Página:
##########

Andam os Lobos sobejos
(Xico Almeida)
Dizem
que são animais bons e que na sua comunidade adoptam as crias orfãs,
alimentam-nas tal como às lobas que dão leite, dividindo sem violência as
presas que capturam, numa partilha orgulhosa. Mas o que perdura na memória,
ainda são os medos.
Vi-os
numa noite de inverno da varanda da casa de meus pais. Lá estavam na mata da
Estrecada, olhos que nem faróis e o tio Domingos, candeeiro de petróleo na mão
a subir a ladeira. Ia ver se a loja onde
pernoitava o rebanho estava bem fechada. Homem intrépido, tal que os lobos
devem tal ter sentido que desandaram.
Agora
que o frio já chegou, traz à lembrança tempos passados, já lá vai quase meio
século, em que eles abundavam nas nossas serranias, terror dos rebanhos, dos
pastores e gentes da aldeia. No pico do frio vestido de chuva, gelo e neve, os
rebanhos eram recolhidos a meio da tarde para prevenir... e na ausência de
presas, esfomeados, eles desciam até Forninhos por caminhos e carreiros.

##########

Dados apresentados:
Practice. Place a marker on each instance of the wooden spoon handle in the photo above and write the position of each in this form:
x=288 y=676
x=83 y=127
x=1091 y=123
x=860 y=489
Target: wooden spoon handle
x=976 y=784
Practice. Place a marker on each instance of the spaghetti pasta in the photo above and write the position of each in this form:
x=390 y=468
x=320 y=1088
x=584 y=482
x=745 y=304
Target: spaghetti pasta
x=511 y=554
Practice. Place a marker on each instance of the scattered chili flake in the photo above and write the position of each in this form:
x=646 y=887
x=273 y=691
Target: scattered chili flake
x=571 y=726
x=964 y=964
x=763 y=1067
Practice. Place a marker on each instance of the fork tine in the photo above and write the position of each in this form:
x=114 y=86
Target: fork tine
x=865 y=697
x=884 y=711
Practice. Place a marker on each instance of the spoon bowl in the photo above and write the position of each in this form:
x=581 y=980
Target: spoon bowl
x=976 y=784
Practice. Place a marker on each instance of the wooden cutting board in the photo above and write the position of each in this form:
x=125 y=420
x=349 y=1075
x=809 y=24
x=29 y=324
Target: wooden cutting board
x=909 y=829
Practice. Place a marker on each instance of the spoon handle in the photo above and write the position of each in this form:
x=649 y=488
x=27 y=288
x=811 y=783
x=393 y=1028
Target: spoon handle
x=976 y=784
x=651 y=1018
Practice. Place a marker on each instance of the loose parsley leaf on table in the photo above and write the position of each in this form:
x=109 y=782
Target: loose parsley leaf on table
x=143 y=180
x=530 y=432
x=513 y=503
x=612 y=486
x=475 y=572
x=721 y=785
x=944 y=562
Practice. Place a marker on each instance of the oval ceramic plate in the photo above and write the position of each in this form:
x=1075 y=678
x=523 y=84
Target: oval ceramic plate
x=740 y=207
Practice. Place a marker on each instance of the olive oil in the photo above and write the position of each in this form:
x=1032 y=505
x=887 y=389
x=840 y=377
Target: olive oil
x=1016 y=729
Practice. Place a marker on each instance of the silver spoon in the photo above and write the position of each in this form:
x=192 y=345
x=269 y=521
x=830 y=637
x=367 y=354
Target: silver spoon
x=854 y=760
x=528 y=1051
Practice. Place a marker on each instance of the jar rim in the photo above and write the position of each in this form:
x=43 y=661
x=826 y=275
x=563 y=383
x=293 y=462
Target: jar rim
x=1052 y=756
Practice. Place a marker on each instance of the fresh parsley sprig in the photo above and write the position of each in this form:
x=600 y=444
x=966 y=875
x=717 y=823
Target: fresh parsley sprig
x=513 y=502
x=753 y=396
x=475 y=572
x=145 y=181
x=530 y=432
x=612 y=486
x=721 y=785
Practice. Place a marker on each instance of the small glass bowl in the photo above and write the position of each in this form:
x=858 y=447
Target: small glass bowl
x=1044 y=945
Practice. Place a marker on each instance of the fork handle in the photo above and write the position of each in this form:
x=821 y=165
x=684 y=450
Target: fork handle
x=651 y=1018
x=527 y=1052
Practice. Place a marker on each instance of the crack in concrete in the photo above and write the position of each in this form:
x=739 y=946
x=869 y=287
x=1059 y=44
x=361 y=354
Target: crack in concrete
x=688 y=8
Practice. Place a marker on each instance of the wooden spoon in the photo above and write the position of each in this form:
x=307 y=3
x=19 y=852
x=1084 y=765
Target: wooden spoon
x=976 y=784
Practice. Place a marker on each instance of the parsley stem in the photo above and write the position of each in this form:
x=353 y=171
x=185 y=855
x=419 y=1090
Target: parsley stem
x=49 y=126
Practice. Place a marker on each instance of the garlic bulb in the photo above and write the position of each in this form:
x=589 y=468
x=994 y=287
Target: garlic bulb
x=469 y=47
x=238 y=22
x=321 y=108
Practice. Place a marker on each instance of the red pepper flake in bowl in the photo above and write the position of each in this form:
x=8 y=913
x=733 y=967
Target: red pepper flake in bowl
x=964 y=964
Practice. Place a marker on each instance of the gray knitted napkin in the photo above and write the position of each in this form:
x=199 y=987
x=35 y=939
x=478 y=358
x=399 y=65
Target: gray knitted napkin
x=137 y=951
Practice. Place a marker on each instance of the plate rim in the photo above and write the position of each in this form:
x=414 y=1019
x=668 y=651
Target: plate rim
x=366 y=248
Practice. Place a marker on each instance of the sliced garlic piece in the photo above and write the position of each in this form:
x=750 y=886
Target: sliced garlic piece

##########

Por favor, transcreva o trecho do texto sobre os lobos que começa em "Andam os Lobos" e termina em "sentido que desandaram.". Não é preciso consultar os itens.

Andam os Lobos sobejos
(Xico Almeida)
Dizem
que são animais bons e que na sua comunidade adoptam as crias orfãs,
alimentam-nas tal como às lobas que dão leite, dividindo sem violência as
presas que capturam, numa partilha orgulhosa. Mas o que perdura na memória,
ainda são os medos.
Vi-os
numa noite de inverno da varanda da casa de meus pais. Lá estavam na mata da
Estrecada, olhos que nem faróis e o tio Domingos, candeeiro de petróleo na mão
a subir a ladeira. Ia ver se a loja onde
pernoitava o rebanho estava bem fechada. Homem intrépido, tal que os lobos
devem tal ter sentido que desandaram.